Raw data:
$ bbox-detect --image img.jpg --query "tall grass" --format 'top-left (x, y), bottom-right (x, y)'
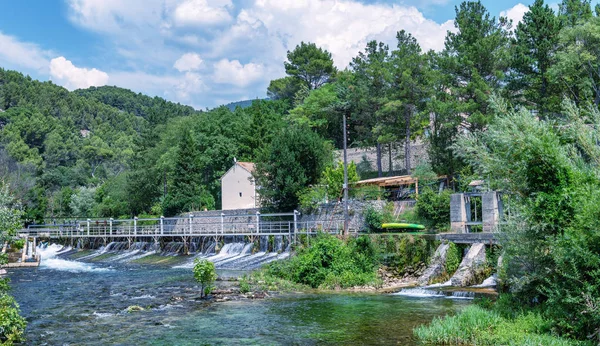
top-left (414, 305), bottom-right (591, 346)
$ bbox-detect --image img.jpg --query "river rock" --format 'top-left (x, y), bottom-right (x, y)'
top-left (417, 243), bottom-right (450, 286)
top-left (450, 243), bottom-right (486, 287)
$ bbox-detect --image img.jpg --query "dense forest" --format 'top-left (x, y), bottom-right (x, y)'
top-left (0, 0), bottom-right (600, 344)
top-left (0, 0), bottom-right (600, 222)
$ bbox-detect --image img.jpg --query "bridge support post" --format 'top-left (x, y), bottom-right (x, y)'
top-left (294, 210), bottom-right (300, 244)
top-left (450, 193), bottom-right (467, 233)
top-left (481, 191), bottom-right (502, 232)
top-left (221, 213), bottom-right (225, 235)
top-left (256, 211), bottom-right (260, 234)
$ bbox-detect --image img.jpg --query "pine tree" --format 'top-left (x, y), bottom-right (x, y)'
top-left (509, 0), bottom-right (562, 115)
top-left (441, 1), bottom-right (510, 131)
top-left (163, 129), bottom-right (215, 216)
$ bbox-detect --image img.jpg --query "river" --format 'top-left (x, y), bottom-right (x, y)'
top-left (9, 250), bottom-right (470, 345)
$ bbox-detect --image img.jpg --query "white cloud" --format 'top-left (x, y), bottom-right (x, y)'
top-left (225, 0), bottom-right (454, 68)
top-left (213, 59), bottom-right (264, 87)
top-left (67, 0), bottom-right (165, 35)
top-left (500, 3), bottom-right (529, 28)
top-left (174, 0), bottom-right (233, 26)
top-left (0, 32), bottom-right (51, 71)
top-left (173, 53), bottom-right (203, 72)
top-left (50, 56), bottom-right (108, 90)
top-left (64, 0), bottom-right (455, 106)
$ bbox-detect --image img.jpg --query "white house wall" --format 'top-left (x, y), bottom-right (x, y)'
top-left (221, 165), bottom-right (258, 210)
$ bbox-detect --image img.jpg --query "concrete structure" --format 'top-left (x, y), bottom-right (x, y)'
top-left (221, 162), bottom-right (260, 210)
top-left (481, 191), bottom-right (503, 232)
top-left (450, 193), bottom-right (467, 233)
top-left (450, 191), bottom-right (504, 233)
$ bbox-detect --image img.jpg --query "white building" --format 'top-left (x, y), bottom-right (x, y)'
top-left (221, 162), bottom-right (260, 210)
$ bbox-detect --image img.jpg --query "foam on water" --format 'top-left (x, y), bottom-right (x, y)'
top-left (423, 280), bottom-right (452, 288)
top-left (37, 244), bottom-right (112, 273)
top-left (393, 288), bottom-right (446, 298)
top-left (393, 288), bottom-right (475, 299)
top-left (472, 274), bottom-right (496, 288)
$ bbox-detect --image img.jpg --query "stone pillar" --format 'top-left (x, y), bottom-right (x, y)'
top-left (450, 193), bottom-right (467, 233)
top-left (481, 191), bottom-right (502, 232)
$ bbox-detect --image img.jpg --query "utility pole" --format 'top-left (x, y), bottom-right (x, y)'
top-left (342, 112), bottom-right (348, 237)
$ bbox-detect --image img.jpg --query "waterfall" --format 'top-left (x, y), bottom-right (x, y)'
top-left (174, 236), bottom-right (290, 270)
top-left (471, 274), bottom-right (497, 288)
top-left (393, 288), bottom-right (475, 299)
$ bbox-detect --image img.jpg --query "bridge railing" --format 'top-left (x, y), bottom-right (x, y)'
top-left (20, 213), bottom-right (356, 238)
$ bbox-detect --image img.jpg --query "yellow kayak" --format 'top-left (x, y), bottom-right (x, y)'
top-left (381, 223), bottom-right (425, 230)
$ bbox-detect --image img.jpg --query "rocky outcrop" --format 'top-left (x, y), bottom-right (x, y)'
top-left (417, 243), bottom-right (450, 286)
top-left (450, 243), bottom-right (486, 287)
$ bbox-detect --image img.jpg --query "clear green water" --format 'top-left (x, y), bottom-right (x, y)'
top-left (9, 264), bottom-right (469, 345)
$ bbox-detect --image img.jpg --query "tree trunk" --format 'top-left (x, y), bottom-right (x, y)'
top-left (377, 142), bottom-right (383, 178)
top-left (404, 106), bottom-right (413, 174)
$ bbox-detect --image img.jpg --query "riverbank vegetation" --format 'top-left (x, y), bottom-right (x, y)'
top-left (414, 305), bottom-right (591, 346)
top-left (0, 180), bottom-right (27, 346)
top-left (417, 101), bottom-right (600, 344)
top-left (244, 233), bottom-right (437, 291)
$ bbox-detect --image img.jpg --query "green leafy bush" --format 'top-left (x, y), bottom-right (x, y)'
top-left (194, 258), bottom-right (217, 297)
top-left (414, 305), bottom-right (585, 346)
top-left (415, 187), bottom-right (452, 230)
top-left (0, 293), bottom-right (27, 345)
top-left (388, 235), bottom-right (435, 273)
top-left (267, 234), bottom-right (377, 288)
top-left (10, 238), bottom-right (25, 250)
top-left (365, 206), bottom-right (383, 232)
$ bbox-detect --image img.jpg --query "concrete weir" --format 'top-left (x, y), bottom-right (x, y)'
top-left (450, 243), bottom-right (486, 287)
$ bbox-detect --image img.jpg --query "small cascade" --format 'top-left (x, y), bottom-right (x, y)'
top-left (175, 236), bottom-right (290, 270)
top-left (393, 288), bottom-right (475, 299)
top-left (423, 280), bottom-right (452, 288)
top-left (161, 241), bottom-right (183, 256)
top-left (100, 241), bottom-right (129, 254)
top-left (471, 274), bottom-right (498, 288)
top-left (213, 243), bottom-right (254, 268)
top-left (202, 242), bottom-right (217, 255)
top-left (394, 288), bottom-right (446, 298)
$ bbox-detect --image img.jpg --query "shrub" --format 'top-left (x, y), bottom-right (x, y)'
top-left (414, 305), bottom-right (582, 346)
top-left (194, 258), bottom-right (217, 297)
top-left (387, 235), bottom-right (434, 273)
top-left (0, 293), bottom-right (26, 345)
top-left (415, 187), bottom-right (452, 229)
top-left (365, 206), bottom-right (383, 232)
top-left (10, 238), bottom-right (25, 250)
top-left (267, 234), bottom-right (377, 288)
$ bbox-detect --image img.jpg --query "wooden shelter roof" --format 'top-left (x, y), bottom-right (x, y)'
top-left (354, 175), bottom-right (418, 187)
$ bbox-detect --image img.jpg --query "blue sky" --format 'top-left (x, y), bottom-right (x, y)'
top-left (0, 0), bottom-right (576, 109)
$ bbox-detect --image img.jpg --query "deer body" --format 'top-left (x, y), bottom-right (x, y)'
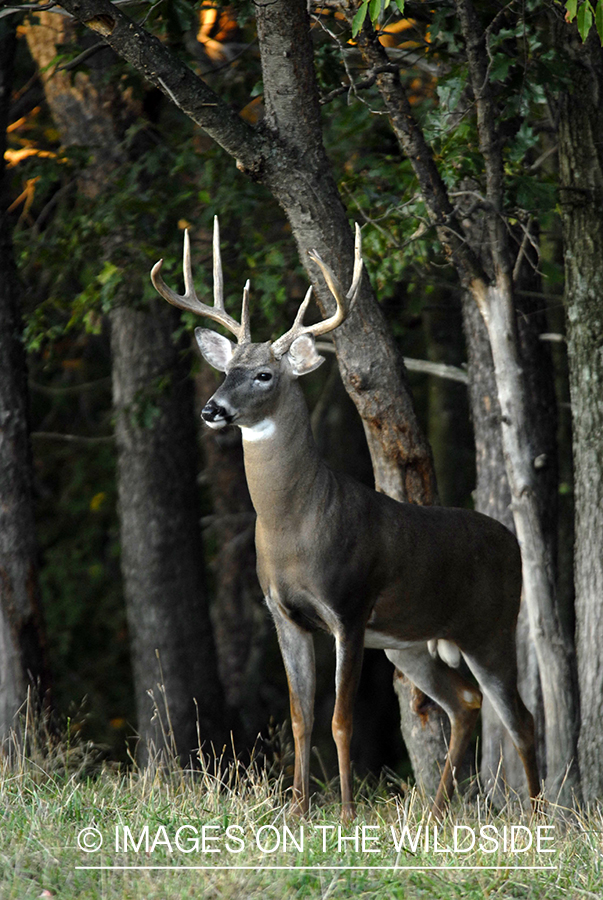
top-left (154, 220), bottom-right (539, 819)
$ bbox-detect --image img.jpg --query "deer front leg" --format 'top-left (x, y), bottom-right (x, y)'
top-left (268, 599), bottom-right (316, 814)
top-left (332, 630), bottom-right (364, 822)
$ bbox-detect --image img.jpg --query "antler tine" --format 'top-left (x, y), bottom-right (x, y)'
top-left (213, 216), bottom-right (224, 309)
top-left (346, 222), bottom-right (362, 310)
top-left (151, 225), bottom-right (250, 344)
top-left (272, 223), bottom-right (362, 359)
top-left (239, 278), bottom-right (251, 344)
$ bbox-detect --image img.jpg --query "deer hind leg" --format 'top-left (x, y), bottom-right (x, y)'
top-left (463, 641), bottom-right (540, 806)
top-left (331, 630), bottom-right (364, 822)
top-left (385, 644), bottom-right (482, 821)
top-left (268, 598), bottom-right (316, 814)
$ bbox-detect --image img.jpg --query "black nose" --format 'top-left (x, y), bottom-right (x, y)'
top-left (201, 400), bottom-right (231, 422)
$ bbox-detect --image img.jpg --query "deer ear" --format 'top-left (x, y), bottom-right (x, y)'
top-left (287, 334), bottom-right (325, 375)
top-left (195, 328), bottom-right (235, 372)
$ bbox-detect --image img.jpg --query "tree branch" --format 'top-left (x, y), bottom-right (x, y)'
top-left (52, 0), bottom-right (268, 172)
top-left (339, 2), bottom-right (488, 289)
top-left (455, 0), bottom-right (512, 278)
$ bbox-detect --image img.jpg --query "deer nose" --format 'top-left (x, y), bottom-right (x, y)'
top-left (201, 400), bottom-right (232, 422)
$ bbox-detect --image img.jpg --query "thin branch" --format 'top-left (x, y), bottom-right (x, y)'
top-left (53, 41), bottom-right (110, 75)
top-left (28, 375), bottom-right (111, 397)
top-left (54, 0), bottom-right (270, 171)
top-left (31, 431), bottom-right (115, 444)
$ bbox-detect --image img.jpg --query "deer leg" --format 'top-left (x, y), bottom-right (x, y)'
top-left (268, 600), bottom-right (316, 814)
top-left (385, 644), bottom-right (482, 821)
top-left (463, 641), bottom-right (540, 806)
top-left (331, 629), bottom-right (364, 822)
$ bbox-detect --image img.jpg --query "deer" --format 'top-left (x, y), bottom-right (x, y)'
top-left (151, 217), bottom-right (540, 822)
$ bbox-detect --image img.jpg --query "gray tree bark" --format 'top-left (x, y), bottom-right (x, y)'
top-left (342, 0), bottom-right (579, 804)
top-left (27, 12), bottom-right (226, 759)
top-left (111, 300), bottom-right (225, 758)
top-left (52, 0), bottom-right (445, 788)
top-left (557, 21), bottom-right (603, 801)
top-left (0, 19), bottom-right (48, 741)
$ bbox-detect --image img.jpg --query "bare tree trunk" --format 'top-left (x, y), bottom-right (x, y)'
top-left (557, 21), bottom-right (603, 801)
top-left (346, 0), bottom-right (579, 803)
top-left (0, 19), bottom-right (48, 741)
top-left (53, 0), bottom-right (452, 788)
top-left (111, 300), bottom-right (225, 758)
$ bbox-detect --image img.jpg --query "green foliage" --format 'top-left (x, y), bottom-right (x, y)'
top-left (565, 0), bottom-right (603, 43)
top-left (0, 736), bottom-right (602, 900)
top-left (352, 0), bottom-right (404, 37)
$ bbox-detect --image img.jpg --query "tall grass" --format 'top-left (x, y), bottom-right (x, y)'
top-left (0, 696), bottom-right (603, 900)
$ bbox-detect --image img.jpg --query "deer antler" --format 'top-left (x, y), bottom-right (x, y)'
top-left (151, 216), bottom-right (251, 344)
top-left (272, 222), bottom-right (362, 359)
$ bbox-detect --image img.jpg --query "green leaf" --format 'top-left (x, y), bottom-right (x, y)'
top-left (369, 0), bottom-right (381, 24)
top-left (595, 0), bottom-right (603, 44)
top-left (352, 0), bottom-right (369, 37)
top-left (576, 0), bottom-right (593, 41)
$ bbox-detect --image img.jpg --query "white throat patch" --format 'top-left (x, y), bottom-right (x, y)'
top-left (241, 419), bottom-right (276, 441)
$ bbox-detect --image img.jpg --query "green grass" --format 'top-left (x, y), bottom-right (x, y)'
top-left (0, 712), bottom-right (603, 900)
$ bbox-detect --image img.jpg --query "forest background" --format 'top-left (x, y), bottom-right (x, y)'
top-left (0, 0), bottom-right (603, 802)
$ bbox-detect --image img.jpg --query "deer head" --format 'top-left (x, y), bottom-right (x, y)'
top-left (151, 216), bottom-right (362, 437)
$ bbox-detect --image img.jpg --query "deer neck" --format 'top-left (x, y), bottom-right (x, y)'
top-left (241, 382), bottom-right (326, 528)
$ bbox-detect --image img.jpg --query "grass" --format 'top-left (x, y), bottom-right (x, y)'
top-left (0, 704), bottom-right (603, 900)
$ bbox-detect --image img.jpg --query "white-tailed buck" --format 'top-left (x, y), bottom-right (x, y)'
top-left (151, 220), bottom-right (539, 820)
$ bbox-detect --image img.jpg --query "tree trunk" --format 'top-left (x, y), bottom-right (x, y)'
top-left (346, 0), bottom-right (579, 803)
top-left (111, 300), bottom-right (225, 757)
top-left (0, 19), bottom-right (48, 741)
top-left (27, 12), bottom-right (225, 757)
top-left (557, 22), bottom-right (603, 801)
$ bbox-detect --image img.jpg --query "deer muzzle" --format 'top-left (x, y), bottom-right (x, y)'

Written request:
Reproduce the lines of the listing above, from its first line through the line containing "top-left (0, 0), bottom-right (600, 222)", inclusive, swapping "dense forest" for "thick woodland" and leaving everything else unchanged. Leave the pictures out of your answer.

Solution to this problem:
$ bbox-detect --image img.jpg --query "tall grass" --format 'top-left (x, y), bottom-right (x, y)'
top-left (414, 305), bottom-right (591, 346)
$ bbox-detect --image img.jpg --query "river rock" --format 'top-left (x, y), bottom-right (x, y)'
top-left (417, 243), bottom-right (450, 286)
top-left (450, 243), bottom-right (486, 287)
$ bbox-detect --image img.jpg --query "thick woodland" --format 'top-left (x, y), bottom-right (x, y)'
top-left (0, 0), bottom-right (600, 344)
top-left (0, 0), bottom-right (600, 222)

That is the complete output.